-------- GIVEN INFORMATION
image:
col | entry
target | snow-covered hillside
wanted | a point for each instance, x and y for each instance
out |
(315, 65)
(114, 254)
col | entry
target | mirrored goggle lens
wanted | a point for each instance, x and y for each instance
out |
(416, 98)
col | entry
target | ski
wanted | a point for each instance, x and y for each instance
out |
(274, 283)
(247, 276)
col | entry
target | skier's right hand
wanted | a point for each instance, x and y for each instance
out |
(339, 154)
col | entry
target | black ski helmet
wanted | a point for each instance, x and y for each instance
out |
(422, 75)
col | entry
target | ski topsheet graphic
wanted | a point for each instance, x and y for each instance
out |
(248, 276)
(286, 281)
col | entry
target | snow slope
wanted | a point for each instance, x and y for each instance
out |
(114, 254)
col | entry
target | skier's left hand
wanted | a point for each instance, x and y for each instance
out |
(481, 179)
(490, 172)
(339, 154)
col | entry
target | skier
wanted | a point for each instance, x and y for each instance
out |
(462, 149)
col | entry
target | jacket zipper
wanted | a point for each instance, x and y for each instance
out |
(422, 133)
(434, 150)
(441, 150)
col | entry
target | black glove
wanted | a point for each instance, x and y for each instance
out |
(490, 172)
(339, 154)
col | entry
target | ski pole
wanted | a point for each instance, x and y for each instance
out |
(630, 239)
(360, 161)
----------------
TASK ITEM » Your answer must be the complete data, repeated word for word.

ANSWER TO THE EXERCISE »
image:
col | entry
target | snow-covered hillside
wanted | a point for each instance, x and y for each instance
out |
(315, 65)
(114, 254)
col | entry
target | mirrored goggle lens
wanted | a point for each instance, x and y for each instance
out |
(416, 98)
col | entry
target | ski
wanted | a point for each instance, x and y for each instance
out |
(274, 283)
(247, 276)
col | entry
target | skier's right hand
wanted | a point for each instance, x and y for each instance
out |
(339, 154)
col | entry
target | black ski helmet
wanted | a point for each instance, x and y for each instance
out |
(422, 75)
col | entry
target | ski topsheet graphic
wanted | a point for each instance, x and y for each instance
out |
(248, 276)
(286, 281)
col | entry
target | snow slope
wanted | a point for each instance, x and y for each instance
out |
(114, 254)
col | entry
target | skier's left hand
wanted | a point for each instance, x and y for each instance
out |
(481, 179)
(490, 172)
(339, 154)
col | entry
target | skier
wanted | a point for each instance, x and y for each instance
out |
(462, 149)
col | entry
target | jacket zipper
wanted | a point for each instance, x and y for each instance
out |
(422, 133)
(434, 150)
(441, 150)
col | entry
target | black glove
wanted | a point for each instance, x and y for each instance
out |
(490, 172)
(339, 154)
col | entry
target | ski pole
wanted | a point for each instance, x and y for each instance
out |
(630, 239)
(360, 161)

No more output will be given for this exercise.